Stated goal:
Pictures aside, quote the whole listing exactly.

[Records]
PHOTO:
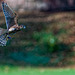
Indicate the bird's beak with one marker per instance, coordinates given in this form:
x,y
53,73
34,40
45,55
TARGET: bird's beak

Result of this exercise:
PHOTO:
Indicate the bird's beak with one marker per instance, coordinates given in this form:
x,y
53,73
34,40
45,55
TARGET: bird's beak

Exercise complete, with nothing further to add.